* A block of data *
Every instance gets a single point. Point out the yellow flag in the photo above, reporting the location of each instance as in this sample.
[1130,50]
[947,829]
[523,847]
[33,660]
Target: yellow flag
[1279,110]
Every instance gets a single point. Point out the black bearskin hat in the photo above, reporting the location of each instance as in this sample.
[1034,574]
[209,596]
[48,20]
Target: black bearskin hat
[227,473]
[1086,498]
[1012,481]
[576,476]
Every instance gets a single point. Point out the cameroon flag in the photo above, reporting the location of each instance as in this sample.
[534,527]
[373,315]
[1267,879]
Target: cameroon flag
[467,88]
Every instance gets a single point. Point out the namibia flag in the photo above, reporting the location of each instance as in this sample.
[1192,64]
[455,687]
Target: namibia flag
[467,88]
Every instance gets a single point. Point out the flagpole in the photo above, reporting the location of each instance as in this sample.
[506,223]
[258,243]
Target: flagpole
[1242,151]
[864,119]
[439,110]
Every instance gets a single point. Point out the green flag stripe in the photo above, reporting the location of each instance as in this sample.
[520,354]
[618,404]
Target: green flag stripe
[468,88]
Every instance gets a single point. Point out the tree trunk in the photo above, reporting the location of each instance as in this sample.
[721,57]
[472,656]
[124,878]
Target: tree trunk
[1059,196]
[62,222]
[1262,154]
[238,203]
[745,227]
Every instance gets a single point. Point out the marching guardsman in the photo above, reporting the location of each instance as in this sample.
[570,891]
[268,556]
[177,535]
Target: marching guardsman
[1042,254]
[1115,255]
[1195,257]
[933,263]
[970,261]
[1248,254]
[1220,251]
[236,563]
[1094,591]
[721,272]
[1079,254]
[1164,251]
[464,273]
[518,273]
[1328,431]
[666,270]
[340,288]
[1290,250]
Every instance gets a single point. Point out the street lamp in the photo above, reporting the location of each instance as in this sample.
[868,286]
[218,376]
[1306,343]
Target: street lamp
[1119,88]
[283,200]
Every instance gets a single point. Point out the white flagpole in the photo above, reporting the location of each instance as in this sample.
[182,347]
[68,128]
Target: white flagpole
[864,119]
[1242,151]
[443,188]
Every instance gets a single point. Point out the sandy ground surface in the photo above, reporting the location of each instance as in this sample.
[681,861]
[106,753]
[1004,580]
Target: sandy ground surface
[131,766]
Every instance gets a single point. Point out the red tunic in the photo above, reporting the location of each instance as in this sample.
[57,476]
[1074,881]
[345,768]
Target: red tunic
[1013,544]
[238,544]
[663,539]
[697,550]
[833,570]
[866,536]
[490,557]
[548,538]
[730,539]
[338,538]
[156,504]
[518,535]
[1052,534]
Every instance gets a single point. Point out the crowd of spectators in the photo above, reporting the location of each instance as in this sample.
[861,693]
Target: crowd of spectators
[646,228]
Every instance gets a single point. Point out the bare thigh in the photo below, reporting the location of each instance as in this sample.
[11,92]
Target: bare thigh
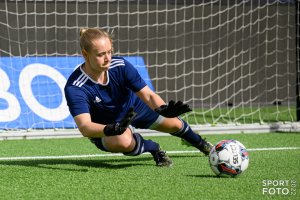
[120,143]
[169,125]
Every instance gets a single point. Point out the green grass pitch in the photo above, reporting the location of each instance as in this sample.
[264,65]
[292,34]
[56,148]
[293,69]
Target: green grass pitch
[77,170]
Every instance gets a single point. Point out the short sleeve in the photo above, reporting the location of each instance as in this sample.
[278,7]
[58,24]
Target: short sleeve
[77,100]
[133,79]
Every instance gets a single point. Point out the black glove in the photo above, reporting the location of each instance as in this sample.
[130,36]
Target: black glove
[173,109]
[119,127]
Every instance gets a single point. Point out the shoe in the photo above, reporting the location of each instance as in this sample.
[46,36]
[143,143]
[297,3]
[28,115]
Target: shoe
[161,158]
[205,147]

* Aim *
Can you reproduce the records verbatim, beginning at the line that contains "Every instance gets a single point. Point out the short" and continuing through the end of the records?

* Answer *
Every instance gets a single point. Point out the short sleeve in the photo above, reporting the location of each instance as in this sample.
[278,7]
[58,24]
Target: short sleeve
[77,100]
[133,79]
Every instance gets a single point. Point out the black glove in the photo above, reporting the location of each instance as in this sample.
[130,36]
Target: black glove
[173,109]
[119,127]
Every instance gets a single point. Point out the shoe in the photo above, reporting the location of each instance as in this sample.
[46,36]
[143,143]
[297,3]
[28,115]
Target: shoe
[161,158]
[205,147]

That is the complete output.